*** TEXT UNDER STUDY ***

Article Preview
TopTraditional Approaches For Disclosure Control Methods
A compromise of a database occurs when confidential information is disclosed exactly, partially or inferentially in such a way that the user can link the data to an entity. Inferential disclosure or statistical inference (Más, 2000) refer to the situation that an unauthorized user can infer the confidential data with a high probability by running sequential queries and the probability exceeds a predetermined threshold of disclosure. For example, assume a hospital database has a binary filed called HIV-Status. A user can issue several SUM (HIV-Status) queries against this database. Individually, these queries may not pose a threat, however, when combined the adversary might infer the HIV-Status of a patient (for a full example see Garfinkel, Gopal, & Goes, 2002). This is known as an inference problem, which falls within our research focus.
Adam and Wortmann (1989) classify SDC methods for SDBs into four categories: Conceptual, Query Restriction, Data Perturbation, and Output Perturbation. Perturbations are achieved by applying either an additive or multiplicative technique. An additive technique (Muralidhar, Parsa, & Sarathy, 1999) adds noise to the confidential data. Multiplicative data perturbation (Muralidhar, Batra, & Kirs, 1995) protects the sensitive information by multiplying the original data with a random variable, with mean 1 and a pre-specified variance.
Data shuffling, a perturbation technique, proposed and further studied by Muralidhar and Sarathy (2006) and Muralidhar, Sarathy, and Dandekar (2006) offers a high level of data utility while reducing the disclosure risk by shuffling data among observations. Data shuffling maintains all advantages of perturbation methods and provides a better performance than other data protection methods.

*** End of TEXT UNDER STUDY ***

EXERCISE INSTRUCTIONS
1 – Does each of the following statements agree with the passage on disclosure control? Answer yes or no for each, and quote the exact words of the passage that decide it. (a) Adam and Wortmann sort SDC methods for SDBs into four categories. (b) Multiplicative data perturbation multiplies the original data by a random variable with mean 0. (c) Garfinkel, Gopal, and Goes proposed data shuffling.
2 – Can you reproduce the passage on disclosure control word for word, starting with "Adam and Wortmann" and going on through "a pre-specified variance."?

*** DATA FOR ANALYSIS ***

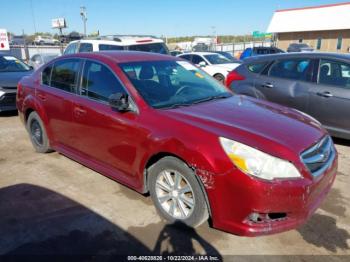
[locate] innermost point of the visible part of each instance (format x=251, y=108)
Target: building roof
x=317, y=18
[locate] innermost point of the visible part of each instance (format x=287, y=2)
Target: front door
x=286, y=82
x=102, y=134
x=56, y=92
x=330, y=99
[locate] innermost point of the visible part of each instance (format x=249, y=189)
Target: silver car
x=315, y=83
x=38, y=60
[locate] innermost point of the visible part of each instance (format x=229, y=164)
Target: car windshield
x=48, y=58
x=12, y=64
x=153, y=48
x=229, y=57
x=171, y=84
x=217, y=59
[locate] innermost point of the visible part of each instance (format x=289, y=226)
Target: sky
x=171, y=18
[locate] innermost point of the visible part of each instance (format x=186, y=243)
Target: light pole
x=83, y=15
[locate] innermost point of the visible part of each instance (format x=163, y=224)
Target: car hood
x=253, y=122
x=9, y=80
x=228, y=67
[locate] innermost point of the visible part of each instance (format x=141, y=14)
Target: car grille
x=319, y=157
x=8, y=99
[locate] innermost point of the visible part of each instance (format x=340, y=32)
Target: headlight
x=256, y=163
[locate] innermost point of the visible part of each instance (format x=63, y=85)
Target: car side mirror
x=120, y=102
x=202, y=64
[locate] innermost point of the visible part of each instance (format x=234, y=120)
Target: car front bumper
x=246, y=206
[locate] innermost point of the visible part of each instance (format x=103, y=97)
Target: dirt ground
x=50, y=204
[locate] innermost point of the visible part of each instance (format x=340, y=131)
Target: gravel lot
x=50, y=204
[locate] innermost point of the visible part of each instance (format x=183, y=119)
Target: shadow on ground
x=35, y=220
x=322, y=231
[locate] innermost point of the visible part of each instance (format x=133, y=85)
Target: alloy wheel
x=175, y=194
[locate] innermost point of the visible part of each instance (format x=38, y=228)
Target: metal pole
x=83, y=14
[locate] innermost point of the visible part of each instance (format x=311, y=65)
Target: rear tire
x=220, y=78
x=37, y=133
x=176, y=192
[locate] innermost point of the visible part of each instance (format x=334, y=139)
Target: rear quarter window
x=256, y=68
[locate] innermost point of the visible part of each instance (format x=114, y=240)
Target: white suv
x=216, y=65
x=40, y=40
x=111, y=43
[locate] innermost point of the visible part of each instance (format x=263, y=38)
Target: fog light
x=266, y=217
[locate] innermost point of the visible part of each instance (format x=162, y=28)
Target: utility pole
x=83, y=15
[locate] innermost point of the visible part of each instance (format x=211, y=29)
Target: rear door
x=287, y=82
x=56, y=92
x=330, y=99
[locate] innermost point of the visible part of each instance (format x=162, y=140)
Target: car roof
x=123, y=56
x=200, y=53
x=121, y=40
x=296, y=55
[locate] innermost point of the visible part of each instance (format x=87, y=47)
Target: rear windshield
x=102, y=47
x=153, y=48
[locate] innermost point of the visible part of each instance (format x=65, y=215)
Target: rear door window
x=46, y=76
x=196, y=59
x=256, y=68
x=294, y=69
x=186, y=57
x=334, y=73
x=85, y=47
x=99, y=82
x=65, y=75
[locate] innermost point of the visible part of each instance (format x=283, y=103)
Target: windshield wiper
x=210, y=98
x=206, y=99
x=173, y=106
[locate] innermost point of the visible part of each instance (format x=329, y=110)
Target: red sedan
x=158, y=124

*** End of DATA FOR ANALYSIS ***

SOLUTIONS TO THE PROBLEMS
1 –
(a) Yes: "Adam and Wortmann (1989) classify SDC methods for SDBs into four categories"
(b) No: "multiplying the original data with a random variable, with mean 1 and a pre-specified variance"
(c) No: "Data shuffling, a perturbation technique, proposed and further studied by Muralidhar and Sarathy (2006) and Muralidhar, Sarathy, and Dandekar (2006)"

2 –
Adam and Wortmann (1989) classify SDC methods for SDBs into four categories: Conceptual, Query Restriction, Data Perturbation, and Output Perturbation. Perturbations are achieved by applying either an additive or multiplicative technique. An additive technique (Muralidhar, Parsa, & Sarathy, 1999) adds noise to the confidential data. Multiplicative data perturbation (Muralidhar, Batra, & Kirs, 1995) protects the sensitive information by multiplying the original data with a random variable, with mean 1 and a pre-specified variance.